[begin EXTRACT TO READ]

Despite those obstacles, about a third of Willowbrook residents did sign up to receive notifications that prompted them to reduce their electricity usage when the wholesale market prices were particularly high. OhmConnect bids into the California Independent System Operator’s (CAISO) Demand Response Auction Market (DRAM) market and provides a portion of those revenues to demand response participants who reduce their usage. “The recipients of the messaging have reduced their energy usage compared to their baseline,” said Agatha Kazdan, an EPRI senior technical leader, who is managing the project.

Making it easy for residents to monetize their participation in demand response has been effective. “If they participate with OhmConnect, they can accrue points for taking actions to lower their electricity usage in response to notifications and cash out those points using PayPal,” said Kazdan. “If you were somewhat responsive to notifications and reduced your energy usage, you could expect $100 a year and if you were very active it could go up to $200 or $300, in addition to the bill savings.”


The financial viability of energy storage

Another important research objective of the project was to assess the economic feasibility of incorporating energy storage along with rooftop solar. Like other affordable housing developers in California, LINC Housing has significant experience installing solar on its projects but far less with behind-the-meter storage systems. Many new commercial and multi-family buildings in the state may soon be required to install both solar and energy storage as part of the California building code. For this reason, it was important for researchers in the project to review the full lifecycle costs associated with storage from the perspective of the multifamily property owner.

[end EXTRACT TO READ]
[begin DATASET ROWS]

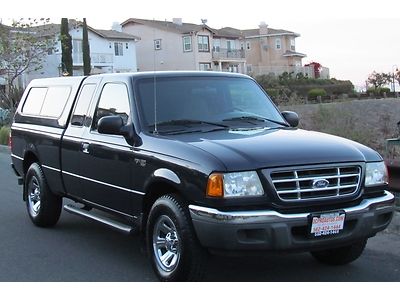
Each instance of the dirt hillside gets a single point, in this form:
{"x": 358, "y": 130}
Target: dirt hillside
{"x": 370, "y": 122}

[end DATASET ROWS]
[begin DATASET ROWS]

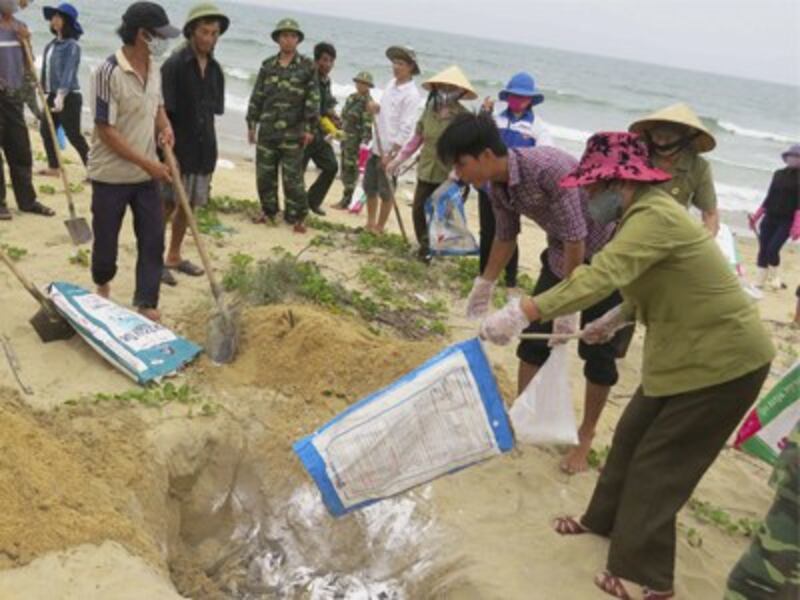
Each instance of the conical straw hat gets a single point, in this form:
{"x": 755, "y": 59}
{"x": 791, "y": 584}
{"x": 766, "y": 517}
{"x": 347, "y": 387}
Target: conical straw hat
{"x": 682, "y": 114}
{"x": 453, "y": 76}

[end DATASET ROWS]

• _WRITTEN INSTRUCTION_
Reproduce the Willowbrook energy excerpt in full, word for word. The data is not used here.

• _THE COMPLETED TASK_
Despite those obstacles, about a third of Willowbrook residents did sign up to receive notifications that prompted them to reduce their electricity usage when the wholesale market prices were particularly high. OhmConnect bids into the California Independent System Operator’s (CAISO) Demand Response Auction Market (DRAM) market and provides a portion of those revenues to demand response participants who reduce their usage. “The recipients of the messaging have reduced their energy usage compared to their baseline,” said Agatha Kazdan, an EPRI senior technical leader, who is managing the project.

Making it easy for residents to monetize their participation in demand response has been effective. “If they participate with OhmConnect, they can accrue points for taking actions to lower their electricity usage in response to notifications and cash out those points using PayPal,” said Kazdan. “If you were somewhat responsive to notifications and reduced your energy usage, you could expect $100 a year and if you were very active it could go up to $200 or $300, in addition to the bill savings.”


The financial viability of energy storage

Another important research objective of the project was to assess the economic feasibility of incorporating energy storage along with rooftop solar. Like other affordable housing developers in California, LINC Housing has significant experience installing solar on its projects but far less with behind-the-meter storage systems. Many new commercial and multi-family buildings in the state may soon be required to install both solar and energy storage as part of the California building code. For this reason, it was important for researchers in the project to review the full lifecycle costs associated with storage from the perspective of the multifamily property owner.